• _Requirements_
Reproduce every line of the records below word for word, omitting the pictures.

• _Recorded data_

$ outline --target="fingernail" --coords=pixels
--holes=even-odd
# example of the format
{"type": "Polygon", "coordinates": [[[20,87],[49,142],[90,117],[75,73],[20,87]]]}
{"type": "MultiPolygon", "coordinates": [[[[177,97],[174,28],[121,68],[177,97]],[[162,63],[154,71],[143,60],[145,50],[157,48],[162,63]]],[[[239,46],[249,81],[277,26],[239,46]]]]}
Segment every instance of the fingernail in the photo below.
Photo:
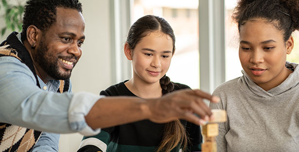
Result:
{"type": "Polygon", "coordinates": [[[200,124],[200,125],[206,125],[207,124],[207,123],[208,123],[208,122],[207,121],[205,121],[204,120],[203,120],[202,119],[200,119],[199,120],[199,124],[200,124]]]}
{"type": "Polygon", "coordinates": [[[212,97],[212,100],[213,101],[218,102],[220,101],[220,98],[217,96],[213,96],[212,97]]]}
{"type": "Polygon", "coordinates": [[[204,119],[204,120],[205,120],[205,121],[209,121],[209,116],[205,116],[205,119],[204,119]]]}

• _Task result_
$ outline --target="fingernail" --coords=pixels
--holes=even-odd
# example of the format
{"type": "Polygon", "coordinates": [[[20,87],[49,142],[90,117],[75,73],[20,87]]]}
{"type": "MultiPolygon", "coordinates": [[[[177,97],[174,28],[121,68],[177,97]],[[162,63],[154,71],[143,60],[145,50],[157,48],[162,63]]],[[[239,46],[249,81],[277,26],[239,46]]]]}
Segment every instance of the fingernail in the photo below.
Photo:
Result:
{"type": "Polygon", "coordinates": [[[200,124],[200,125],[206,125],[207,124],[207,123],[208,123],[208,122],[207,121],[205,121],[204,120],[203,120],[202,119],[200,119],[199,120],[199,124],[200,124]]]}
{"type": "Polygon", "coordinates": [[[212,97],[212,100],[213,101],[218,102],[220,101],[220,98],[217,96],[213,96],[212,97]]]}
{"type": "Polygon", "coordinates": [[[204,119],[204,120],[205,120],[205,121],[209,121],[209,116],[205,116],[205,119],[204,119]]]}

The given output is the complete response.